Given data start
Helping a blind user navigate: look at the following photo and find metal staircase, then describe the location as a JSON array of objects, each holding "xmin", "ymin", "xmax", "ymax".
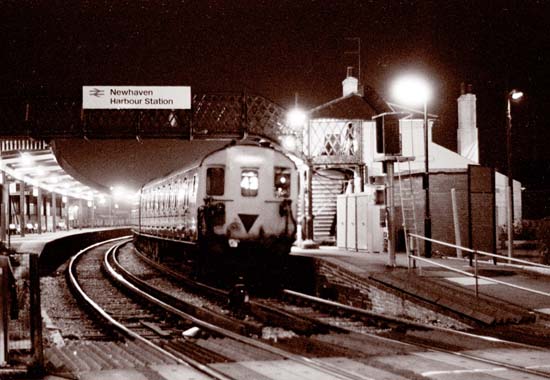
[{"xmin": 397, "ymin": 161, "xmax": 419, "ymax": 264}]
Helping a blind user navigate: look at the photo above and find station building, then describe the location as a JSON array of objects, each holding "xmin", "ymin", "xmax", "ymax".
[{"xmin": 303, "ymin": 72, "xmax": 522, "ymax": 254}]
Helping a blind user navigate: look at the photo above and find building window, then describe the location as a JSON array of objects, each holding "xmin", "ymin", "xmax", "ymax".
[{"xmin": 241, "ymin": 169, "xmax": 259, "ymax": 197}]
Given data end
Given data start
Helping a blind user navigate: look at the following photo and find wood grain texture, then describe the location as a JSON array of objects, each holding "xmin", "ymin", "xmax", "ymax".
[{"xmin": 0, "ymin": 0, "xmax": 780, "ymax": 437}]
Given data end
Given data start
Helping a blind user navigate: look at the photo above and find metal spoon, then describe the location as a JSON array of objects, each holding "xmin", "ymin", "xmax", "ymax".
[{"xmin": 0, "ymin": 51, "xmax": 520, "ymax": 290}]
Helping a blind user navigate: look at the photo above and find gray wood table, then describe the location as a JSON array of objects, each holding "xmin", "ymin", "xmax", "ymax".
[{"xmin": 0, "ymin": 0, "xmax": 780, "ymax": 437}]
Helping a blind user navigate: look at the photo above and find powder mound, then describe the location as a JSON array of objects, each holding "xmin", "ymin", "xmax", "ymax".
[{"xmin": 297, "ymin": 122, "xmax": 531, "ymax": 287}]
Given data end
_Exercise objective_
From the listing above, pull out each line in which the word "building" appears.

_Response_
Helping a blind user navigate: look at the photo above and find station building, then describe the location as a JSON array of objects, each holding "xmin", "ymin", "xmax", "ymax".
Helping a blind user navigate: look at the photo above and find building window, then describe the location as a JSON array of objects, each holding "xmin", "ymin", "xmax", "ymax".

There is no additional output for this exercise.